▶ [What needs to be done]: Set every line of the listing down again, keeping it identical.

▶ [Data excerpts]:
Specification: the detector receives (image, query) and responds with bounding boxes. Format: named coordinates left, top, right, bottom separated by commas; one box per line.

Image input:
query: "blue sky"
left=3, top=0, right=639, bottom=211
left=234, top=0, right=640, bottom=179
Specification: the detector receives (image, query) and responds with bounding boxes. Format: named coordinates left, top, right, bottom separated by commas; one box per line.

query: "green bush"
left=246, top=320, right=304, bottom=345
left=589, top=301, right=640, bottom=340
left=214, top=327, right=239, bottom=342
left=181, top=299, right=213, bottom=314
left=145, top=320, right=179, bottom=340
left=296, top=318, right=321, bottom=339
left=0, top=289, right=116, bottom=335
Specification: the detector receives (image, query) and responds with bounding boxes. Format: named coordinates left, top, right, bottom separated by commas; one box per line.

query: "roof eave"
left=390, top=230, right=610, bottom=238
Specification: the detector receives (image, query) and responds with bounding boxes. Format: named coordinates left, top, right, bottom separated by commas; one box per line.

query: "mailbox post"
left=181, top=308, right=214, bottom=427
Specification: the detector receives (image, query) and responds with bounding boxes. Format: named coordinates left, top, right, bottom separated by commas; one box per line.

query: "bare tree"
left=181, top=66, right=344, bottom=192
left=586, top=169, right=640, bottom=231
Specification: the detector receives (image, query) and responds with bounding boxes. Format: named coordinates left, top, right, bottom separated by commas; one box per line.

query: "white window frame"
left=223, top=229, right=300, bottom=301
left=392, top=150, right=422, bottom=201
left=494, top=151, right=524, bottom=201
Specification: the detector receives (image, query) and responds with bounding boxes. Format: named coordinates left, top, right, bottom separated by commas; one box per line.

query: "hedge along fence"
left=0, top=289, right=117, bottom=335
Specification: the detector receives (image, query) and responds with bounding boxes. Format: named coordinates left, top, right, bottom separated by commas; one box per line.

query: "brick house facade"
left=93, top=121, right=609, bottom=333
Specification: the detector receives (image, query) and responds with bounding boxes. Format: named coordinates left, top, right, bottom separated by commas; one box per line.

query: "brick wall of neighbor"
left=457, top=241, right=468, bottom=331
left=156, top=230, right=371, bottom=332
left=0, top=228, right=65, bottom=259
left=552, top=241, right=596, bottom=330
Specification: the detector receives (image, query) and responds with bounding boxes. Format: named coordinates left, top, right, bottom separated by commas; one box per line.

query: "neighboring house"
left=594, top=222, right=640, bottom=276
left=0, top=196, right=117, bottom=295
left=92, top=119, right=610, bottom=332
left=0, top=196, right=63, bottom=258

▶ [Result of the task]:
Specification: the detector receives (image, query) and responds with bounding boxes. Format: named coordinates left, top, right, bottom separated by commas; one box per line.

Image input:
query: "blue sky"
left=3, top=0, right=639, bottom=211
left=234, top=0, right=640, bottom=179
Specification: the detector receives (image, query) and responds with bounding boxes. Format: named coordinates left, top, right, bottom separated by commas; one box per line.

query: "green bush"
left=246, top=320, right=304, bottom=345
left=589, top=301, right=640, bottom=340
left=214, top=327, right=239, bottom=342
left=181, top=299, right=213, bottom=314
left=145, top=320, right=179, bottom=340
left=296, top=318, right=321, bottom=339
left=0, top=289, right=116, bottom=335
Specification: the detector receives (image, query) and responds with bounding boxes. Format: named coordinates left, top, right, bottom separated by commas; one box per line.

query: "roof eave"
left=390, top=230, right=610, bottom=238
Specification: the detector receives (image, query) and responds with bounding boxes. Format: named coordinates left, top, right, bottom separated by commas; one box per line.

query: "mailbox post"
left=181, top=308, right=214, bottom=427
Specification: the detector receives (image, query) and responds with bounding boxes. Format: named coordinates left, top, right, bottom separated by commas; one box per line.

query: "bare tree"
left=181, top=66, right=344, bottom=192
left=586, top=169, right=640, bottom=231
Specification: the detector receives (image, query) and responds with bounding boxes. Format: named coordinates left, top, right, bottom separated by commas; one box per line.

query: "white window frame"
left=223, top=229, right=300, bottom=301
left=392, top=150, right=422, bottom=201
left=494, top=151, right=524, bottom=201
Specification: the detector receives (image, query) and responds with bounding boxes. Format: named coordinates left, top, right, bottom separated by commas; one box per line.

query: "hedge along fence"
left=0, top=289, right=117, bottom=335
Specification: the detector receives (image, query) and responds with bounding boxes. Format: named coordinates left, top, right, bottom separated by commas; one box per line.

query: "brick house facade"
left=93, top=121, right=609, bottom=333
Specification: the detector receives (image, query) and responds with bounding boxes. Format: named coordinates left, top, right, bottom separated by commas; one box per line.

query: "brick wall of neighbor"
left=457, top=241, right=468, bottom=331
left=156, top=230, right=371, bottom=332
left=0, top=228, right=65, bottom=259
left=552, top=241, right=596, bottom=330
Specification: the detector receives (image, query) and responds with bounding boxes. Format: named coordinates left, top, right, bottom separated by commas; one box per line.

query: "neighboring house"
left=594, top=222, right=640, bottom=276
left=0, top=196, right=117, bottom=295
left=92, top=119, right=610, bottom=332
left=0, top=196, right=63, bottom=258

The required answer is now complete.